Extract to read>
I have known people who feel that a good relationship means you have to spend all of your free time together. They socialize together, they spend all of their free time together, they even go grocery shopping or run errands together! I have to say that if I spent that much time with my husband on a regular basis, things would not be good in my household.

This type of relationship can be smothering. Spending more time together also means there are more opportunities to disagree and fight. Often, there are other issues at work as well. If one person is insisting on spending all of this time together when the other person truly does not want to, this is a sign of a controlling or abusive relationship

 

You are only one-half of a couple - you are an individual and you should not be defined solely as a part of a marriage or a pair. Your happiness should not be dependent primarily upon another person.

 

On the other hand, I also know couples who NEVER spend time together. They live in the same house but they are basically roommates. They don't do anything together except perhaps activities for their children. They never have one-on-one time to work on their relationship and never spend time together outside of their family. This is not healthy either. They are supposed to be committed to each other after all - whether it is being married or living together. The relationship is about them. If there is no "them", then there is no relationship.

 

Balance, of course, is the key. There are some couples where the scenarios above work for them. However, I doubt that they are truly happy together. There are some folks who just drift their life and don't think much about the details. This may work fine for you but you should want more than "fine" out of your life. You should find joy and satisfaction in your life and in your relationship. In order to have a happy and healthy couple, you need to be happy and healthy individuals. Just existing and getting through the day isn't necessarily the same thing as being happy.

Supplied information>
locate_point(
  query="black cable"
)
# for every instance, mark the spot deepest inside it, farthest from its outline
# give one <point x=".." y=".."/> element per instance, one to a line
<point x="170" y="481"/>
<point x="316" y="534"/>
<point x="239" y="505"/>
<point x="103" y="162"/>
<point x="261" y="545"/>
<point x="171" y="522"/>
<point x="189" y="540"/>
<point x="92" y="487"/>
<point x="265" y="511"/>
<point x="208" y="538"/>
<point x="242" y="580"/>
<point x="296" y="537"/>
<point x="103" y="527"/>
--
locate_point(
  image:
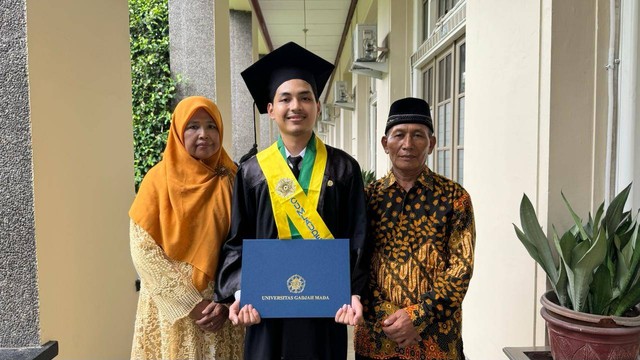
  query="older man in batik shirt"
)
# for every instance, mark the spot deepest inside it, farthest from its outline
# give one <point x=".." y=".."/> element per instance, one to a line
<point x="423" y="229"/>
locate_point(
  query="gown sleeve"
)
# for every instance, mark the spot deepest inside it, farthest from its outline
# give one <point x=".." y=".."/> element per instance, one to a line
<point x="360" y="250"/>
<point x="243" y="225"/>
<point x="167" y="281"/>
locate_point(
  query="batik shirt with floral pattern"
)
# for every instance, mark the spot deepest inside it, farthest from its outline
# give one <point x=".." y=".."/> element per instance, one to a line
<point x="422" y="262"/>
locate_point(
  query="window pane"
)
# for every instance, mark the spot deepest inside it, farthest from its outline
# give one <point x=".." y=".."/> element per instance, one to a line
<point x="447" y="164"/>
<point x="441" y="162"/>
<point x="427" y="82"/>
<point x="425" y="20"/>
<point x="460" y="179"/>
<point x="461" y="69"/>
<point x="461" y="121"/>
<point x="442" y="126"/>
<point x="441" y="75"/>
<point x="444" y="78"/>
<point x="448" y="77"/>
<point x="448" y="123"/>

What to work on> Continue the text on balancing time together and apart in a relationship, starting after its final sentence. The data that comes after the text is separate material unrelated to it.

Answer to the exercise>
So, what can you do? The best course of action is to change your relationship as it is right now. If you are spending all of your time together and that isn't working for you, try something different. Make an effort to engage life as an individual. Take some time for yourself - spend time away from the relationship. Reconnect with family and friends. Or, just do something by yourself - shopping, a spa day or take in a game. If your partner gets angry or can't understand, this is a sign that there is something seriously wrong with your relationship. If you can't break away, see a counselor so you can find the strength to do so.

 

If the other scenario is the case, then you need to reconnect as a couple. Go on a date or, even better, get away together. This should be something that occurs regularly - not just once in a while. Even if it is just putting the kids to bed early and having a romantic dinner at home - this is a step in the right direction. Set up a "date night" and commit to it. It may not happen every time - life does get in the way, after all. But it should happen more often than not. The laundry will still be there tomorrow and the kids will be fine for a couple of hours with a sitter. The goal is to remember that you are a couple and to make that a priority.

Remember - healthy couples are made up of healthy people. You are an individual outside of your relationship. At the same time, being a couple takes commitment. It doesn't just happen. Being together isn't necessarily the same as being a couple. Work on these goals even if it means taking a break from your life as it exists now.